> DOCUMENT EXTRACT:
The rate of digitalization of systems, across industries in Africa and Ghana, has moved from the snail-paced pockets or littered progress witnessed in the last two decades to a fast-paced advancements at a neck-breaking speed.
The proliferation and absorption or uptake of digital systems mean more efficiency and efficacy, improving turnaround time, improving service delivery, creating access to hitherto subsectors that were closed to a certain portions of populations across the continent of Africa.
Bank and non-bank institutions have initiated numerous digital products aimed at onboarding underserved populations. As a result, as shared by the World Bank, millions of formerly excluded and underserved poor customers are moving from exclusively cash-based transactions to formal financial services including but not restricted to payments, transfers, savings, credit, and even securities using mobile phones or other digital technologies.
The insurance industry in Ghana in the past few years has witnessed its share of digital innovations and introduction of digital systems all aimed at ensuring insurance accessibility and improving insurance coverage.
Key industry players in Ghana’s insurance sector had envisaged digitization as a game-changer. In 2018, for example, CEO of Donewell Insurance and the current President and Chairman of the Ghana Insurers Association, Mr. Seth Kobla Aklasi, had admonished that, either insurance companies in Ghana digitize or die off. According to him digitalization was a critical component of the evolution of services insurance companies provide to their clientele and/or target market.
But, has the various digitalization initiatives within the insurance industry in Ghana achieved the desired goals?

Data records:
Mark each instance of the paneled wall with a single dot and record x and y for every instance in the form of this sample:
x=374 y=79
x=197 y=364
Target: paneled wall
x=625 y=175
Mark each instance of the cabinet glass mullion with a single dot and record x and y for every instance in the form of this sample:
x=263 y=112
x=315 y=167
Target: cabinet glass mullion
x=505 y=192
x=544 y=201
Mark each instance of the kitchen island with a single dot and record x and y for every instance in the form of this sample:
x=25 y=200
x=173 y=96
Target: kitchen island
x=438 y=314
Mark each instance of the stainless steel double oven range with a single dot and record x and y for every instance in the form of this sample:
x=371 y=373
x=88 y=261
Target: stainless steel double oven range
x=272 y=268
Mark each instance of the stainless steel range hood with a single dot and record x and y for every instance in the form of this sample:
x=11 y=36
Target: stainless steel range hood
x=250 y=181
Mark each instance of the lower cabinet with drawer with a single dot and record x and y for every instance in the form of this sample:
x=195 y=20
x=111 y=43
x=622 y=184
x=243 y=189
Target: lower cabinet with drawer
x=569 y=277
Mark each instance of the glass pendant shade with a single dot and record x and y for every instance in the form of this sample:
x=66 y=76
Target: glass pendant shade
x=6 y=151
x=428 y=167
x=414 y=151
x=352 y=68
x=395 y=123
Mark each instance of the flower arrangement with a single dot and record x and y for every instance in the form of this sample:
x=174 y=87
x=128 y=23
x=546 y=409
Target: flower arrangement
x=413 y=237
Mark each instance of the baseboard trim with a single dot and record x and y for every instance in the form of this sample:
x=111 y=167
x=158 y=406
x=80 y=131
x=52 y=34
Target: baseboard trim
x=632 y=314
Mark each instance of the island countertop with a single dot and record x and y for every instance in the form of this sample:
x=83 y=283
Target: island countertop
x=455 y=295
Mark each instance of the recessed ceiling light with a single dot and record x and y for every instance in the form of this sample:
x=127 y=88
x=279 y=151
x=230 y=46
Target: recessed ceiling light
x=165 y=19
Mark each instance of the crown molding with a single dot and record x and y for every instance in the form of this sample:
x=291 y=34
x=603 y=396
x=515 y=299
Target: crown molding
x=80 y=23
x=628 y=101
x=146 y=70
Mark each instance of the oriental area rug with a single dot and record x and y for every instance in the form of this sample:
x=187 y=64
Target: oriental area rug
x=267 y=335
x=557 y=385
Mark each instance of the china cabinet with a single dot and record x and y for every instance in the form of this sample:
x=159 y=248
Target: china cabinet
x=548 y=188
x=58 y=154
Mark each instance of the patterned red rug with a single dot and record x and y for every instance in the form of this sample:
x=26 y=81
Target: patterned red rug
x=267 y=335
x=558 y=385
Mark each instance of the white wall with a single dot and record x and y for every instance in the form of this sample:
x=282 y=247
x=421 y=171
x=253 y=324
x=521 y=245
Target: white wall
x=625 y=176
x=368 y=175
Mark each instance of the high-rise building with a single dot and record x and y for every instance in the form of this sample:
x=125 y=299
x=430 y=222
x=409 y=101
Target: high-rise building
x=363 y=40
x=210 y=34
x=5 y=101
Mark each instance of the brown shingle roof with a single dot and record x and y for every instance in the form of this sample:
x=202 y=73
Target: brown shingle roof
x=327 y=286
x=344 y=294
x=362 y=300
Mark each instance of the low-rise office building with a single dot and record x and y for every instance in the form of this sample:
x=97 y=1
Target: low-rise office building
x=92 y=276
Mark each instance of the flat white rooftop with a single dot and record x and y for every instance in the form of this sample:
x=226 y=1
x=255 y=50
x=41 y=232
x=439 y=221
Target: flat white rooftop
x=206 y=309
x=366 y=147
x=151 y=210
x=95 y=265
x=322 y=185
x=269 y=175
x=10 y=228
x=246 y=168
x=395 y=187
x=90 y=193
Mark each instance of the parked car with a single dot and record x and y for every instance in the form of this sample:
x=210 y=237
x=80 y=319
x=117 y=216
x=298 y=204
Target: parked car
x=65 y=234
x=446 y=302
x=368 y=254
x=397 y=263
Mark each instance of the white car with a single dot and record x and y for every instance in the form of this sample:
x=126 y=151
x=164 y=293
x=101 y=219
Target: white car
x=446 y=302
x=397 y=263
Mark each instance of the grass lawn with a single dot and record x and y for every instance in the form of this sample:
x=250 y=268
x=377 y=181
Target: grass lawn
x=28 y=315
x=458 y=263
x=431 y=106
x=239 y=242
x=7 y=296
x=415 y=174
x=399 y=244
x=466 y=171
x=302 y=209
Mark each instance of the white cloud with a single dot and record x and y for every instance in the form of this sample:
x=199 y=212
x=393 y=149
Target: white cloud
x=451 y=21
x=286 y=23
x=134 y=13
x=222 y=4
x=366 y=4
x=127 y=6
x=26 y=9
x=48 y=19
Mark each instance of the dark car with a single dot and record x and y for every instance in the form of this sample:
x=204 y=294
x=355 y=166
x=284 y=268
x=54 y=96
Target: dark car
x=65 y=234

---

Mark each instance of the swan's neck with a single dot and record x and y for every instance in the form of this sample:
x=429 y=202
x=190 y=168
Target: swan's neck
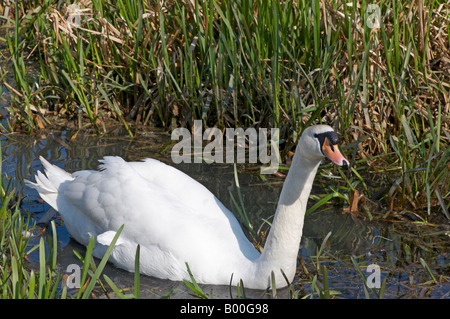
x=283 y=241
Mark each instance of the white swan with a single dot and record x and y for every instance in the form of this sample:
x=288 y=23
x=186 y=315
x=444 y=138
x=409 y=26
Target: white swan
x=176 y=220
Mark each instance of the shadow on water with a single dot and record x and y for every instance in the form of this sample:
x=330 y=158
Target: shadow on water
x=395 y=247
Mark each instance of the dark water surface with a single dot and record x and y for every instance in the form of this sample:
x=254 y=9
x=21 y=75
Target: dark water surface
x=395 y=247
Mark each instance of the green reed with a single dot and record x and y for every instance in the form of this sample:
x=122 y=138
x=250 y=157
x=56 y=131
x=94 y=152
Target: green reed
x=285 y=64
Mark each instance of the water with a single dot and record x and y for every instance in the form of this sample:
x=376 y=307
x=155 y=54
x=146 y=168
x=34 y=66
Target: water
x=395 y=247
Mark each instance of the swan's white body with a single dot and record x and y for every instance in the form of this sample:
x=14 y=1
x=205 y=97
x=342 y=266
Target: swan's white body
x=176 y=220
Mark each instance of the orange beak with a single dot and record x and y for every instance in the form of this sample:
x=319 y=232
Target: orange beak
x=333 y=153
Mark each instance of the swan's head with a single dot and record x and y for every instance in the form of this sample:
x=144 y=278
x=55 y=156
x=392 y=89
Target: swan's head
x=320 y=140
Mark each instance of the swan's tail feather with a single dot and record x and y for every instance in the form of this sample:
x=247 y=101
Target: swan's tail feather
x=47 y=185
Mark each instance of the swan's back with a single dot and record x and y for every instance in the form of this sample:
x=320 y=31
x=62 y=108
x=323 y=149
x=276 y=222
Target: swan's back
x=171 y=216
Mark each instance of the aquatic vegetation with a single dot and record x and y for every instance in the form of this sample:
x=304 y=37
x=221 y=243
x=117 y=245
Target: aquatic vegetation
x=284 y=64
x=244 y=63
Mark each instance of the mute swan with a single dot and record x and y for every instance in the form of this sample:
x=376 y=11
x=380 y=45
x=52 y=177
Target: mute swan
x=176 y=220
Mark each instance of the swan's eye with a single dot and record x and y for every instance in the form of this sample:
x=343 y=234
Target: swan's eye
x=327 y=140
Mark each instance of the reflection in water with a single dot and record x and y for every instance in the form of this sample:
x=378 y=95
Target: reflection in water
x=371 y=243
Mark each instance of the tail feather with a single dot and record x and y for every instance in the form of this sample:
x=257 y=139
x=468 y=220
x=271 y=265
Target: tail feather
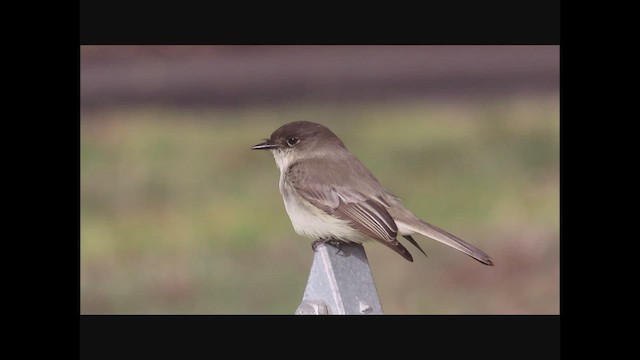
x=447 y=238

> WHAT YOU NEED TO DO:
1. Transcribe the passage on digitalization in Ghana's insurance industry word for word, from "The insurance industry in Ghana in" up to and including "and/or target market.".
2. Continue the passage on digitalization in Ghana's insurance industry, starting after its final sentence.

> OUTPUTS IN ORDER:
1.
The insurance industry in Ghana in the past few years has witnessed its share of digital innovations and introduction of digital systems all aimed at ensuring insurance accessibility and improving insurance coverage.
Key industry players in Ghana’s insurance sector had envisaged digitization as a game-changer. In 2018, for example, CEO of Donewell Insurance and the current President and Chairman of the Ghana Insurers Association, Mr. Seth Kobla Aklasi, had admonished that, either insurance companies in Ghana digitize or die off. According to him digitalization was a critical component of the evolution of services insurance companies provide to their clientele and/or target market.

2.
“Unfortunately, I don’t think that we are reaping the benefits of what this industry invested in digitization. Over the past five or six years there’s been quite a lot of activity in that space. A lot of people have launched all sorts of digital systems like portals that you can access with USSD, there’s chatbots that they basically have launched in recent times. We have all those things but I just think that the insurance buying population is not ready yet”, Mr. Seth Kobla Aklasi explained in an exclusive interview with Happy98.9FM and happyghana.com.
The President of the Ghana Insurers Association believes a key reason for the slow uptake is the fact that a lot of the target market that interface with digital platforms have not transitioned to the point of having enough assets and liabilities to purchase insurance.
The other reason, he shared is that some insurance subscribers prefer “the human touch” when purchasing insurance policies and believe with time, the digital uptake will increase and yield the expected results.
This notwithstanding, there is a sense of optimism that the digital innovations within the insurance industry have a huge potential of scaling coverage. What many players concur with is that there is a huge imperative to refocus attention at introducing new measures and strategies to deal with cultural barriers impeding uptake. “Once again, for the cultural issues, I believe it’s just a matter of time. We have the tools and we will continuously evolve as a market and then take off at a point” Mr. Aklasi optimistically shared.